LISTED ENTRIES.
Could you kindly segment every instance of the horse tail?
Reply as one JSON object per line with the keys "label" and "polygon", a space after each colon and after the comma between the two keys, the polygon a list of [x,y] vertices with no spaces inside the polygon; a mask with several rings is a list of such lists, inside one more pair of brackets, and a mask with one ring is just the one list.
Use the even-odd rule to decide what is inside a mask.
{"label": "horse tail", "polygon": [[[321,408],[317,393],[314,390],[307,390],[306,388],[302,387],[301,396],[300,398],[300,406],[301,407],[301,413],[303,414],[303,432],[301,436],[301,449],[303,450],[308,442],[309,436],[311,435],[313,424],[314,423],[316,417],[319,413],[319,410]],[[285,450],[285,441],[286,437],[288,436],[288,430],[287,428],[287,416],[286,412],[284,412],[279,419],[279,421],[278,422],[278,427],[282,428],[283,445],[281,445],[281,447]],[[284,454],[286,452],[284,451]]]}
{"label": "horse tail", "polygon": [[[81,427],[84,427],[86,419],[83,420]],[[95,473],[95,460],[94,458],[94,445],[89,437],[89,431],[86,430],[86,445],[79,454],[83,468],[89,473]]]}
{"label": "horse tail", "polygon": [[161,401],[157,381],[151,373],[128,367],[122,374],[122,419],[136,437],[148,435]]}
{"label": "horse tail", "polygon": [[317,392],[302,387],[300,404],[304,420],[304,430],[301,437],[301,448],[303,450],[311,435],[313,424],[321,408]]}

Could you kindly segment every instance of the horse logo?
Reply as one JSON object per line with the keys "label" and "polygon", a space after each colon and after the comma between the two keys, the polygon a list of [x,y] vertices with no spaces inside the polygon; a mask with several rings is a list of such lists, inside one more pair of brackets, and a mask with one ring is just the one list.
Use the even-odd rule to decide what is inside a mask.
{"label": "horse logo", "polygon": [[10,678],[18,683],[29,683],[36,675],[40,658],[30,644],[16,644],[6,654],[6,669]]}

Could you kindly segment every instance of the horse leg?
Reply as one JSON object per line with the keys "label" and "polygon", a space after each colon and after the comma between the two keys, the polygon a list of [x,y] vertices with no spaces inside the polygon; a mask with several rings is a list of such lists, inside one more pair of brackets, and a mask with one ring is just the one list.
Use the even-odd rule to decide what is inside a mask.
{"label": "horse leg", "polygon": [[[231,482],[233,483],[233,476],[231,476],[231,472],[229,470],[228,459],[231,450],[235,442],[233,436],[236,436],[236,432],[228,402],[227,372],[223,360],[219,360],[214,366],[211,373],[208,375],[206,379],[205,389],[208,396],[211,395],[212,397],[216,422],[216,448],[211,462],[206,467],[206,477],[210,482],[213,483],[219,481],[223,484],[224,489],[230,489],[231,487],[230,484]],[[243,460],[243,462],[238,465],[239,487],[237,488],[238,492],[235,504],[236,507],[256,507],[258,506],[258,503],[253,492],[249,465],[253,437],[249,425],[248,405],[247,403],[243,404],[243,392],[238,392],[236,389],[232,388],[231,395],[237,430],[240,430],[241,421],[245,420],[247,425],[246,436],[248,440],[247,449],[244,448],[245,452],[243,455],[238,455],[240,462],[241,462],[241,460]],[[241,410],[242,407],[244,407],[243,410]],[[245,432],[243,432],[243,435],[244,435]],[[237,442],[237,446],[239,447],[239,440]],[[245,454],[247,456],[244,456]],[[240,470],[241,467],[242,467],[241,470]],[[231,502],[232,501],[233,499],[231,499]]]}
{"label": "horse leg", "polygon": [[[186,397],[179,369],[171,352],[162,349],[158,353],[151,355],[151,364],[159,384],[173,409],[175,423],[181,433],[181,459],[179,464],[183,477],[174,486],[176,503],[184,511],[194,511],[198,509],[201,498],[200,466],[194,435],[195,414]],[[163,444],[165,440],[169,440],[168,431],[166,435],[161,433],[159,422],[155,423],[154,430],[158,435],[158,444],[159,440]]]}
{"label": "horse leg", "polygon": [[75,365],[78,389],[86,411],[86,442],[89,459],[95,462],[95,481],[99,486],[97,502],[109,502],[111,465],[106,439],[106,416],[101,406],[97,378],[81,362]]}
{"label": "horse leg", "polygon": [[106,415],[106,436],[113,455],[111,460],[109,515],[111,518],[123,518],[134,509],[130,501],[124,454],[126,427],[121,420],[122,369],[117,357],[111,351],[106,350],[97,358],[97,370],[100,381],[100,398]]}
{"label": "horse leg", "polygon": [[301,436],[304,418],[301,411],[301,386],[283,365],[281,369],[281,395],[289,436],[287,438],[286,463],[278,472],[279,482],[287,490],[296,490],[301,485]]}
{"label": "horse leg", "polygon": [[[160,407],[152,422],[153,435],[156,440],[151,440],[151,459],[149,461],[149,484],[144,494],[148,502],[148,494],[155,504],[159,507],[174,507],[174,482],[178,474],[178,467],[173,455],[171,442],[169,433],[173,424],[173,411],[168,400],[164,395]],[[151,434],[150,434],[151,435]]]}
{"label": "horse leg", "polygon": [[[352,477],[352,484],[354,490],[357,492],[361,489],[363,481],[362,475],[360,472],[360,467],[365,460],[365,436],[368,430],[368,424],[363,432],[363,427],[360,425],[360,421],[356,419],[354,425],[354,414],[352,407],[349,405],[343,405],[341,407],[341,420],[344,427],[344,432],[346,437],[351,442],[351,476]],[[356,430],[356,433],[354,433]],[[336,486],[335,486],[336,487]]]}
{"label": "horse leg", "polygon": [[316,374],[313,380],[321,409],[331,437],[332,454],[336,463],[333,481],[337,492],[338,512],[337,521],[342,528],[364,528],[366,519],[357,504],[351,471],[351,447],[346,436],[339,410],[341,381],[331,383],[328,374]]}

TASK DIRECTIONS.
Reproduce the material in full, with no word added or dropped.

SOLUTION FOR THIS EXERCISE.
Could you kindly segment every instance of the horse tail?
Reply as one JSON object per line with the keys "label" and "polygon", a space after each colon and after the comma between the two keys, the polygon a list of [x,y] vertices with no spaces inside the polygon; a mask with several rings is a list of such lists, inside one more pair of brackets, and a mask with one ring is just the one list.
Use the even-odd rule to decide what is inside a mask.
{"label": "horse tail", "polygon": [[[321,408],[317,393],[314,390],[307,390],[306,388],[302,387],[301,396],[300,398],[300,406],[301,407],[301,413],[303,414],[303,432],[301,436],[301,449],[303,450],[308,442],[309,436],[311,435],[313,424],[314,423],[316,417],[319,413],[319,410]],[[285,450],[285,441],[286,437],[288,436],[288,430],[287,428],[287,416],[286,412],[284,412],[279,419],[279,421],[278,422],[278,427],[282,428],[283,445],[281,445],[281,447]],[[284,454],[286,452],[284,451]]]}
{"label": "horse tail", "polygon": [[[81,427],[84,427],[86,419],[83,420]],[[95,473],[95,460],[94,458],[94,445],[89,437],[89,431],[86,430],[86,445],[79,454],[83,468],[89,473]]]}
{"label": "horse tail", "polygon": [[161,401],[157,381],[151,373],[128,367],[122,374],[122,419],[136,437],[148,435]]}
{"label": "horse tail", "polygon": [[317,392],[302,387],[300,404],[304,420],[304,430],[301,437],[301,448],[303,450],[311,435],[313,424],[321,408]]}

Could you kindly segment every instance of the horse logo?
Reply as one JSON object per line with the keys "label" and "polygon", a space after each colon and after the comma between the two keys, the polygon a list of [x,y] vertices with no spaces inside the polygon; a mask with several rings is a list of such lists, inside one more pair of brackets, and a mask with one ring is just the one list.
Use the even-odd rule to decide what is inside a mask.
{"label": "horse logo", "polygon": [[10,678],[18,683],[29,683],[36,675],[40,658],[30,644],[16,644],[6,654],[6,669]]}

Could you kindly segment every instance of the horse leg?
Reply as one JSON object per line with the keys "label" and "polygon", a space after each colon and after the comma between the two keys, the polygon a list of [x,y] vertices with no spaces inside the polygon; a mask with several rings is a list of such lists, inside one more pair of brackets, and a mask with one ring is just the one list.
Use the even-odd rule to decide what is inside a mask.
{"label": "horse leg", "polygon": [[[231,482],[233,483],[233,476],[231,476],[231,472],[229,470],[228,459],[231,450],[235,442],[233,436],[236,436],[236,432],[228,402],[227,372],[223,360],[219,360],[214,366],[211,373],[208,375],[206,379],[205,389],[208,396],[211,395],[212,397],[216,422],[216,448],[211,462],[206,467],[206,477],[210,482],[213,483],[219,481],[223,484],[224,489],[230,489],[231,487],[230,484]],[[243,460],[243,462],[238,465],[239,487],[237,488],[238,492],[235,504],[236,507],[256,507],[258,506],[258,503],[253,492],[249,465],[253,437],[249,425],[248,405],[247,403],[243,404],[243,392],[238,392],[236,389],[232,388],[231,395],[237,430],[240,430],[241,421],[245,420],[247,425],[246,436],[248,440],[247,449],[244,448],[245,452],[243,455],[238,455],[240,462],[241,462],[241,460]],[[241,410],[242,407],[244,407],[243,410]],[[245,432],[243,432],[243,435],[244,435]],[[237,442],[237,446],[239,447],[239,440]],[[245,454],[247,456],[244,456]],[[240,470],[241,467],[242,467],[241,470]],[[231,502],[232,501],[233,499],[231,499]]]}
{"label": "horse leg", "polygon": [[[186,397],[179,369],[171,352],[162,349],[158,353],[151,355],[151,364],[159,384],[173,409],[175,423],[181,433],[181,459],[179,464],[183,477],[174,486],[176,503],[184,511],[194,511],[198,509],[201,498],[200,466],[194,435],[195,414]],[[163,444],[165,440],[169,440],[168,431],[166,435],[161,433],[159,422],[155,423],[154,430],[158,435],[158,444],[159,440]]]}
{"label": "horse leg", "polygon": [[75,365],[78,389],[86,411],[86,442],[89,459],[95,462],[95,481],[99,486],[97,502],[109,502],[111,465],[106,439],[106,416],[101,406],[97,378],[81,362]]}
{"label": "horse leg", "polygon": [[106,415],[106,436],[113,455],[111,460],[109,515],[111,518],[123,518],[134,509],[130,501],[124,454],[126,427],[121,420],[122,369],[117,357],[111,351],[106,350],[97,358],[97,370],[100,381],[100,398]]}
{"label": "horse leg", "polygon": [[301,436],[304,418],[301,411],[301,386],[283,365],[281,369],[281,395],[289,436],[287,438],[286,463],[278,472],[279,482],[287,490],[296,490],[301,485]]}
{"label": "horse leg", "polygon": [[[160,407],[152,422],[153,435],[156,440],[151,440],[151,459],[149,461],[149,484],[144,494],[148,502],[148,494],[155,504],[159,507],[174,507],[174,482],[178,474],[178,467],[173,455],[171,442],[169,433],[173,424],[173,411],[168,400],[164,395]],[[151,434],[150,434],[151,435]]]}
{"label": "horse leg", "polygon": [[[352,477],[352,484],[354,490],[357,492],[361,489],[363,481],[362,475],[360,472],[360,467],[365,460],[365,436],[368,430],[368,424],[363,432],[363,427],[360,425],[360,421],[356,419],[354,425],[354,414],[352,407],[349,405],[343,405],[341,407],[341,420],[344,427],[344,432],[346,437],[351,442],[351,476]],[[356,430],[356,433],[354,433]],[[336,486],[335,486],[336,487]]]}
{"label": "horse leg", "polygon": [[316,374],[313,380],[321,409],[331,437],[332,454],[336,463],[333,481],[337,492],[338,512],[337,521],[342,528],[364,528],[366,519],[357,504],[351,471],[351,447],[346,436],[339,410],[341,381],[331,383],[328,374]]}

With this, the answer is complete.